- _Point labeling records_:
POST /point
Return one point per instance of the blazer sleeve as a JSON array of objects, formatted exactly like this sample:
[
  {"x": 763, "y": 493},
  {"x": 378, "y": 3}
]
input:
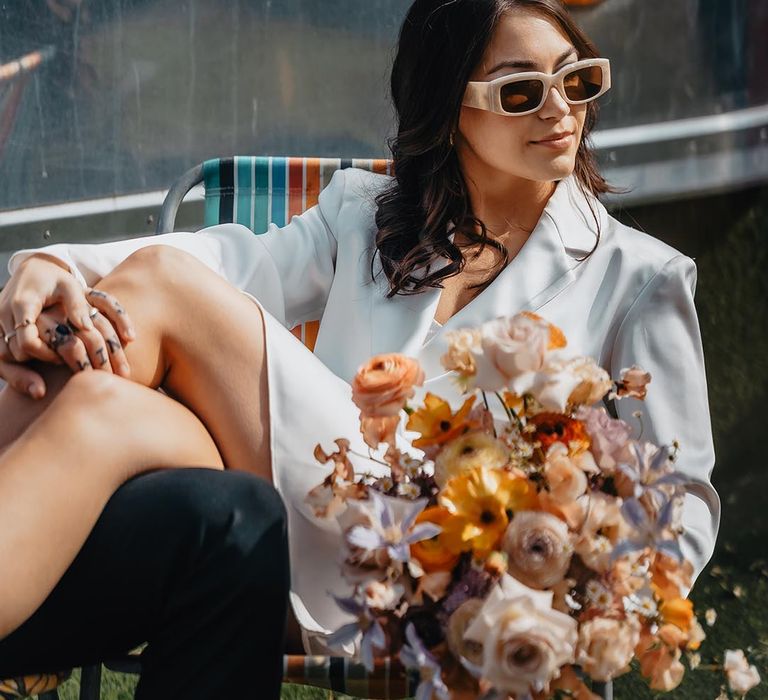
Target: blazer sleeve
[
  {"x": 660, "y": 333},
  {"x": 289, "y": 270}
]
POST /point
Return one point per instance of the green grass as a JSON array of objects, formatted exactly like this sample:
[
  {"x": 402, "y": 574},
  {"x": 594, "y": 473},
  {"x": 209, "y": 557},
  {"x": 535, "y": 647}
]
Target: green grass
[{"x": 729, "y": 238}]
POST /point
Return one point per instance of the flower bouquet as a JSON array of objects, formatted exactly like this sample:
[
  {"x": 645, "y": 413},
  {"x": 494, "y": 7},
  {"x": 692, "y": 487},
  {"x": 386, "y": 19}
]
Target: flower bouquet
[{"x": 516, "y": 558}]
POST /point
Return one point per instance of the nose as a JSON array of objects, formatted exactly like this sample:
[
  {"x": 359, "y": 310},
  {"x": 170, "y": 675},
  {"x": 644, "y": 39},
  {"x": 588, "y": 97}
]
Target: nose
[{"x": 554, "y": 107}]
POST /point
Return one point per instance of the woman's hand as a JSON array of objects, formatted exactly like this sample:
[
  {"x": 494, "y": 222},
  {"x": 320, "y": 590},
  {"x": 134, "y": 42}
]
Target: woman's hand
[
  {"x": 99, "y": 348},
  {"x": 97, "y": 322}
]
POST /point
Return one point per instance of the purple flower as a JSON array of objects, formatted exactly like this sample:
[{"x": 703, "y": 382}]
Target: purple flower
[
  {"x": 651, "y": 471},
  {"x": 649, "y": 531},
  {"x": 392, "y": 527},
  {"x": 415, "y": 655},
  {"x": 366, "y": 624},
  {"x": 609, "y": 436}
]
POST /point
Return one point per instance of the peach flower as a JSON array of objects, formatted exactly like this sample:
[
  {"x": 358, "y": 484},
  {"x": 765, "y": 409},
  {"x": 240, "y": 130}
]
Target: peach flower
[
  {"x": 463, "y": 346},
  {"x": 594, "y": 381},
  {"x": 565, "y": 479},
  {"x": 471, "y": 450},
  {"x": 458, "y": 623},
  {"x": 606, "y": 646},
  {"x": 669, "y": 577},
  {"x": 602, "y": 528},
  {"x": 510, "y": 346},
  {"x": 573, "y": 686},
  {"x": 634, "y": 382},
  {"x": 539, "y": 548},
  {"x": 382, "y": 385},
  {"x": 380, "y": 390}
]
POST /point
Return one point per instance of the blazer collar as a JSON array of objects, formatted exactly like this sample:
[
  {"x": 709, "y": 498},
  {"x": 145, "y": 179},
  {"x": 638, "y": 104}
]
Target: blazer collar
[{"x": 541, "y": 270}]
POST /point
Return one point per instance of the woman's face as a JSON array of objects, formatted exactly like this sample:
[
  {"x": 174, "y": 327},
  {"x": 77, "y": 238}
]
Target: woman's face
[{"x": 517, "y": 146}]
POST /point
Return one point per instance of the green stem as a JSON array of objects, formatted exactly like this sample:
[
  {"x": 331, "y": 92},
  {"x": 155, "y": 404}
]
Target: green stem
[
  {"x": 511, "y": 415},
  {"x": 487, "y": 408}
]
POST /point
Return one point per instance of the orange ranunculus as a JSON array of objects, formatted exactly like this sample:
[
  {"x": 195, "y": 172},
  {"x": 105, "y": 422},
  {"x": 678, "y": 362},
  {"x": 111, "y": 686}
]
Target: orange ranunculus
[
  {"x": 556, "y": 336},
  {"x": 678, "y": 612},
  {"x": 382, "y": 385},
  {"x": 433, "y": 554},
  {"x": 437, "y": 423},
  {"x": 557, "y": 427}
]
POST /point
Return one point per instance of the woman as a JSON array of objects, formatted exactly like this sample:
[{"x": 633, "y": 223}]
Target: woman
[{"x": 493, "y": 210}]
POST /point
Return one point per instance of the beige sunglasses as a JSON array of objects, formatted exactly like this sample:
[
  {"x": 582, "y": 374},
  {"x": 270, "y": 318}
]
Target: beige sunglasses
[{"x": 519, "y": 94}]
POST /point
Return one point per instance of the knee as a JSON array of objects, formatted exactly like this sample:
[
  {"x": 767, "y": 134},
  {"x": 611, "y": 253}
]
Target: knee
[
  {"x": 156, "y": 264},
  {"x": 90, "y": 394}
]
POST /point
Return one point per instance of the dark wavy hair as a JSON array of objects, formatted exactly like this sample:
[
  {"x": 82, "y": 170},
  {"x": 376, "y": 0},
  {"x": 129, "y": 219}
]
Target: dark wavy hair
[{"x": 441, "y": 42}]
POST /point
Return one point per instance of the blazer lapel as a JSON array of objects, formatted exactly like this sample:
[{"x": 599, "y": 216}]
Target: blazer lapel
[{"x": 542, "y": 269}]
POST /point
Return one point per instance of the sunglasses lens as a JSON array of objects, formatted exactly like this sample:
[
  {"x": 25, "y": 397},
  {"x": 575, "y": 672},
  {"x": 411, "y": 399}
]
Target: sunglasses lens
[
  {"x": 521, "y": 96},
  {"x": 583, "y": 84}
]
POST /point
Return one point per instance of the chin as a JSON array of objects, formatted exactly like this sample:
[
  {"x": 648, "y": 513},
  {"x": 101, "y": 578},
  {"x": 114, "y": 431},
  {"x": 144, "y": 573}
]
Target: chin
[{"x": 558, "y": 168}]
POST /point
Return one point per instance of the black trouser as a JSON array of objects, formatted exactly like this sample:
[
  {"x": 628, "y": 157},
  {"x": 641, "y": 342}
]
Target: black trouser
[{"x": 193, "y": 561}]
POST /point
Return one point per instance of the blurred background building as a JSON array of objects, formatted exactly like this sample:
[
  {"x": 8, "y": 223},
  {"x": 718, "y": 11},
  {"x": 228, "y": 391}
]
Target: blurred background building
[
  {"x": 130, "y": 93},
  {"x": 116, "y": 98}
]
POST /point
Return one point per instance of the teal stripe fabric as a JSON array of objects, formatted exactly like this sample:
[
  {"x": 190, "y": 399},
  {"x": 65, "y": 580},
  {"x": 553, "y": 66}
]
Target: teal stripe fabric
[
  {"x": 261, "y": 205},
  {"x": 279, "y": 190},
  {"x": 243, "y": 190},
  {"x": 212, "y": 191}
]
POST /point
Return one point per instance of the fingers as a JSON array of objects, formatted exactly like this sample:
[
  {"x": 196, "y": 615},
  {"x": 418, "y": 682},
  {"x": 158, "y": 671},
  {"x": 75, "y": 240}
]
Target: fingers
[
  {"x": 24, "y": 342},
  {"x": 99, "y": 348},
  {"x": 61, "y": 338},
  {"x": 75, "y": 305},
  {"x": 23, "y": 379},
  {"x": 115, "y": 313},
  {"x": 114, "y": 349}
]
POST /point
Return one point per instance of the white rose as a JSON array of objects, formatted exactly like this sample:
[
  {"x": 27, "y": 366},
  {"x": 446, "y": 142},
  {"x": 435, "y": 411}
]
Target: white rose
[
  {"x": 525, "y": 641},
  {"x": 607, "y": 646},
  {"x": 510, "y": 347}
]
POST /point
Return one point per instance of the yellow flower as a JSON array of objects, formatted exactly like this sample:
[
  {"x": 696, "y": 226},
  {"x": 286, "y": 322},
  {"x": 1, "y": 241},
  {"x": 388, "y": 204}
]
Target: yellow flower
[
  {"x": 433, "y": 554},
  {"x": 479, "y": 499},
  {"x": 437, "y": 423},
  {"x": 678, "y": 612},
  {"x": 474, "y": 449}
]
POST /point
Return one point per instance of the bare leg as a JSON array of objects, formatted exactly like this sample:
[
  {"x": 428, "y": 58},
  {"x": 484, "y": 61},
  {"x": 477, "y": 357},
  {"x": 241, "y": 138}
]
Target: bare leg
[
  {"x": 57, "y": 476},
  {"x": 198, "y": 338}
]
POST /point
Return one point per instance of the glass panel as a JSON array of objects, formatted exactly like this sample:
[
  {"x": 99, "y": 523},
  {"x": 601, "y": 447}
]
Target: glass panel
[{"x": 130, "y": 93}]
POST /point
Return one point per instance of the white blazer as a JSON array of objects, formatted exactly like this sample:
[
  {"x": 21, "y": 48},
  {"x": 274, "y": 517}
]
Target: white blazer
[{"x": 630, "y": 302}]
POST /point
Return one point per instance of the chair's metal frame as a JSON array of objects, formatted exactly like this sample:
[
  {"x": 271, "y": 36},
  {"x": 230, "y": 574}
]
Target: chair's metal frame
[
  {"x": 90, "y": 679},
  {"x": 172, "y": 201}
]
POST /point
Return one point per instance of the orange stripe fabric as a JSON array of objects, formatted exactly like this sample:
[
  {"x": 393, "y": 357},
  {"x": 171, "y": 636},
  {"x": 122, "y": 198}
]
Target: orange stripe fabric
[
  {"x": 313, "y": 181},
  {"x": 295, "y": 187}
]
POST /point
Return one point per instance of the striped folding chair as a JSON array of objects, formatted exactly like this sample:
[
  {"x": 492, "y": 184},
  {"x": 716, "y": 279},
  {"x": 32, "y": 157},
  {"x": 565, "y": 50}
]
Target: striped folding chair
[{"x": 257, "y": 191}]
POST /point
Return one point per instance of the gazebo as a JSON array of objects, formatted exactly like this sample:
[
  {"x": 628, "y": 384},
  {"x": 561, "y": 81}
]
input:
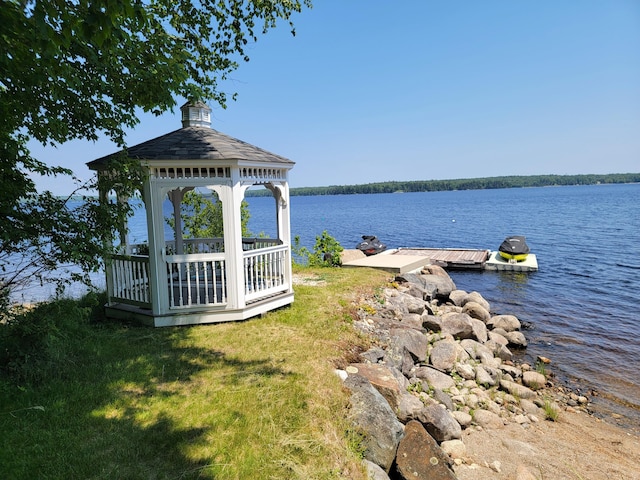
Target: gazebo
[{"x": 183, "y": 281}]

- _Given instruction_:
Pull out every line in the records above that contains the string "ranunculus", and copy each one in full.

- _The completed task_:
Return one point per instance of the orange ranunculus as a JSON array of objects, formatted exactly like this sample:
Target: orange ranunculus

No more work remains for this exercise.